**Exercise description:**
The records that follow need to be output exactly as they are.

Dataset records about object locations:

+---+

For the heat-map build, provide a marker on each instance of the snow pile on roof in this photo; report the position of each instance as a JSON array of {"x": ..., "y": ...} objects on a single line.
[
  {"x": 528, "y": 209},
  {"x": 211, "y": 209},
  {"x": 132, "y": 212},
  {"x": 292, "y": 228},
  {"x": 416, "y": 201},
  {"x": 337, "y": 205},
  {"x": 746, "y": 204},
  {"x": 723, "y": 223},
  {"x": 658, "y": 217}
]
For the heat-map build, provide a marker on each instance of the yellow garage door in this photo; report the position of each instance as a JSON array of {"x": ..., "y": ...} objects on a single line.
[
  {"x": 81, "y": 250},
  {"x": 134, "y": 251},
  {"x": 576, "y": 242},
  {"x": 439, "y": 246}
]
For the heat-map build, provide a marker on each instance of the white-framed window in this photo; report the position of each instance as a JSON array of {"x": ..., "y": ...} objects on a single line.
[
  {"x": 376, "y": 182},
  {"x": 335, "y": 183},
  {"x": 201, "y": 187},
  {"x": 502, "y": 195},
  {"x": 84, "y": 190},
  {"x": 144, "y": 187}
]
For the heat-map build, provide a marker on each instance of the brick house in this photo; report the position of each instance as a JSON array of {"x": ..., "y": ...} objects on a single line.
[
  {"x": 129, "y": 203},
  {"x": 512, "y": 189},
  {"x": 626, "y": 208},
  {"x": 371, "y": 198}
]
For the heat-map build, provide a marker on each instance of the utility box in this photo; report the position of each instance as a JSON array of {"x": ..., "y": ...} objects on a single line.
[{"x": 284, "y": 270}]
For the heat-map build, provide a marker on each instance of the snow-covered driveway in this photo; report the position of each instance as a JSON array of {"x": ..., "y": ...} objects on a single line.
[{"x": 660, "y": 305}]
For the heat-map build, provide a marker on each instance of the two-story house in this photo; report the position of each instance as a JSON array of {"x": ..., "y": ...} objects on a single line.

+---+

**Response to the exercise:**
For the heat-map build, provide a marker on each instance of the snow pile on roof in this photo; report the position of each instance as a JSON array of {"x": ..., "y": ...} objects on a single line.
[
  {"x": 528, "y": 209},
  {"x": 211, "y": 209},
  {"x": 132, "y": 212},
  {"x": 292, "y": 228},
  {"x": 416, "y": 201},
  {"x": 337, "y": 205},
  {"x": 746, "y": 204},
  {"x": 723, "y": 223},
  {"x": 658, "y": 217}
]
For the heat-map build, provide a marker on each instance of the yellow garage door in this photo; report the position of each instance as a JSON array of {"x": ..., "y": ...} objects on a single line.
[
  {"x": 81, "y": 250},
  {"x": 134, "y": 251},
  {"x": 576, "y": 242},
  {"x": 439, "y": 246}
]
For the heat-map build, provide a marker on each instance of the white-framed window in this photo; report the position of each instance as a JSON array of {"x": ..., "y": ...} objects on a single line.
[
  {"x": 376, "y": 182},
  {"x": 335, "y": 183},
  {"x": 201, "y": 187},
  {"x": 502, "y": 195},
  {"x": 84, "y": 190},
  {"x": 144, "y": 187}
]
For the heat-map build, provide a marker on each instance of the brick house in this photo; report the position of each instance as a JSON array of {"x": ..., "y": ...} objects on a single line.
[
  {"x": 129, "y": 203},
  {"x": 512, "y": 189},
  {"x": 626, "y": 208},
  {"x": 371, "y": 198}
]
For the heat-map build, provide a marker on each instance of the utility box in this photo; report the position of each instance as a JSON array of {"x": ..., "y": ...} objects on a single line.
[{"x": 284, "y": 270}]
For the heat-map build, provide a marker on each instance of the snow-covered driveway in this photo; report the position of each instance as a JSON array of {"x": ..., "y": ...} objects on a single line.
[{"x": 660, "y": 305}]
For the heat-map build, provide a marker on each instance of the two-story house in this photo; report the position of each instance as a JSON array of {"x": ..., "y": ...} objects on a single line.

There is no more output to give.